───── DATASET

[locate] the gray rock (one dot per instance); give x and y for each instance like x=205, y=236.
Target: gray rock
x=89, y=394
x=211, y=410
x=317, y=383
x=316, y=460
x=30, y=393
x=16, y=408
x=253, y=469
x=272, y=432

──────────
───── DATASET

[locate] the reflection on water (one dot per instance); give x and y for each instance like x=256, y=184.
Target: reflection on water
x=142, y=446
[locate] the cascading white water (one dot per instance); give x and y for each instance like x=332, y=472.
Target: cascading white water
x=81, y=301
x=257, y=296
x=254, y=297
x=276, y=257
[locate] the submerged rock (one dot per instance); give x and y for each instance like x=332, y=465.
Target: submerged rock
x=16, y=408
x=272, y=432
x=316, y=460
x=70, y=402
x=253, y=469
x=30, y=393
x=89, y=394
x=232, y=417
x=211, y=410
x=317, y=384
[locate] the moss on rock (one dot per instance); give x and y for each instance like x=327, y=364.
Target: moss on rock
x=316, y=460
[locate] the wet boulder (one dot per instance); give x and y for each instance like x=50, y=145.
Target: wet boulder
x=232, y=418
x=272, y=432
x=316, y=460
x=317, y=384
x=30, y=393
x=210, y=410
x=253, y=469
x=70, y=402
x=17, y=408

──────────

TASK PROMPT: Wherever "each" occurs in the records above, copy the line it sits in.

YOUR RESPONSE:
[locate] the gray rock (one dot per instance); give x and y for each instance like x=205, y=236.
[locate] the reflection on water (one dot per instance); give x and y for each instance like x=256, y=184.
[locate] the cascading white water (one dot per instance); give x and y for each instance like x=332, y=472.
[locate] the submerged rock (one dot per instance); give x and y for each instance like x=332, y=465.
[locate] the moss on rock (one dot per instance); give x and y for each instance like x=327, y=364.
[locate] the wet boulder (one dot per instance); give x and y for each instance like x=50, y=145.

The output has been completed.